• _Short problem_: Reproduce every line of the records below word for word, without changing anything.

==== Data shown

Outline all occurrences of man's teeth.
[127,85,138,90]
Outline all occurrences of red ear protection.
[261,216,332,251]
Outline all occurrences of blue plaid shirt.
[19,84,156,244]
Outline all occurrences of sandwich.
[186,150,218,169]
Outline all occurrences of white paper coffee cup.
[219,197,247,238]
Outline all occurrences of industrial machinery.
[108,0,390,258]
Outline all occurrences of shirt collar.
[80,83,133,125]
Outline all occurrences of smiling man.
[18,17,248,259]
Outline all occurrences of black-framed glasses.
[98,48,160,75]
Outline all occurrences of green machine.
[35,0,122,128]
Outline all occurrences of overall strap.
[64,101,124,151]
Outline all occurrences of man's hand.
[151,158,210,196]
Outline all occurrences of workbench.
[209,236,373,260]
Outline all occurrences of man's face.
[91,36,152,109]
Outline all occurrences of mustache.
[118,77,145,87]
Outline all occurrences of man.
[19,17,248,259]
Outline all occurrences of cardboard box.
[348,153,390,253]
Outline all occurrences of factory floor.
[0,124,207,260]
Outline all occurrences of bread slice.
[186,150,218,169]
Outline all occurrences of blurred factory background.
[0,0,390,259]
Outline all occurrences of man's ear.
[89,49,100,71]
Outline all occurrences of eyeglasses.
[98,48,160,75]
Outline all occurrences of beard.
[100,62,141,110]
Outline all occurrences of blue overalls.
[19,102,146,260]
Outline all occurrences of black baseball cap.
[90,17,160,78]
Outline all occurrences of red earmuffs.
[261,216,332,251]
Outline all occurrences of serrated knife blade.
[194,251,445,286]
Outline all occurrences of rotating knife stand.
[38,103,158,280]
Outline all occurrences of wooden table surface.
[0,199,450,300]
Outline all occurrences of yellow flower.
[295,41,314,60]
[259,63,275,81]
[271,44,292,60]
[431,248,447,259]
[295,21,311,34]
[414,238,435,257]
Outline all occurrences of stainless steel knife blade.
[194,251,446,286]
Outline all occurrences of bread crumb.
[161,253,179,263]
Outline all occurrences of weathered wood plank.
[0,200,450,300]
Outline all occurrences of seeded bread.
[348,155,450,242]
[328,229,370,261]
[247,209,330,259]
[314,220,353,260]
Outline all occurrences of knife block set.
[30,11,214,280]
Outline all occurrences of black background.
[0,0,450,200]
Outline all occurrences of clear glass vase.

========

• _Worked answer_:
Outline all occurrences of man's teeth.
[127,85,138,90]
Outline all occurrences of red ear protection.
[261,216,332,251]
Outline all occurrences of blue plaid shirt.
[19,84,156,244]
Outline all occurrences of sandwich.
[186,150,218,169]
Outline all occurrences of white paper coffee cup.
[219,197,247,238]
Outline all occurrences of industrial machinery.
[108,0,390,258]
Outline all occurrences of shirt collar.
[80,83,133,125]
Outline all occurrences of smiling man.
[18,17,248,259]
Outline all occurrences of black-framed glasses.
[98,48,160,75]
Outline all occurrences of green machine.
[35,0,122,128]
Outline all occurrences of overall strap.
[64,101,124,151]
Outline all occurrences of man's hand.
[151,158,210,196]
Outline all occurrences of workbench.
[209,236,373,260]
Outline all occurrences of man's face.
[91,36,152,109]
Outline all occurrences of mustache.
[118,77,145,87]
Outline all occurrences of man.
[19,17,248,259]
Outline all occurrences of cardboard box.
[348,153,390,253]
Outline all occurrences of factory floor.
[0,124,207,260]
Outline all occurrences of bread slice.
[186,150,218,169]
Outline all occurrences of blurred factory background.
[0,0,390,259]
Outline all occurrences of man's ear.
[89,49,100,71]
Outline all occurrences of eyeglasses.
[98,48,160,75]
Outline all occurrences of beard.
[100,62,141,110]
Outline all occurrences of blue overalls.
[19,102,146,260]
Outline all occurrences of black baseball cap.
[90,17,160,78]
Outline all occurrences of red earmuffs.
[261,216,332,251]
Outline all occurrences of serrated knife blade.
[194,251,445,286]
Outline all occurrences of rotating knife stand.
[38,103,158,280]
Outline all occurrences of wooden table surface.
[0,199,450,300]
Outline all occurrences of yellow flower.
[295,41,314,60]
[259,63,275,81]
[271,44,292,60]
[431,248,447,259]
[295,21,311,34]
[414,238,435,257]
Outline all occurrences of stainless steel knife blade.
[194,251,446,286]
Outline all occurrences of bread crumb.
[161,253,179,263]
Outline all occurrences of weathered wood plank.
[0,200,450,300]
Outline all occurrences of seeded bread.
[348,155,450,242]
[328,229,370,261]
[247,209,330,259]
[314,220,353,260]
Outline all occurrences of knife block set.
[30,11,214,280]
Outline all occurrences of black background.
[0,0,450,200]
Outline all occurrences of clear glass vase.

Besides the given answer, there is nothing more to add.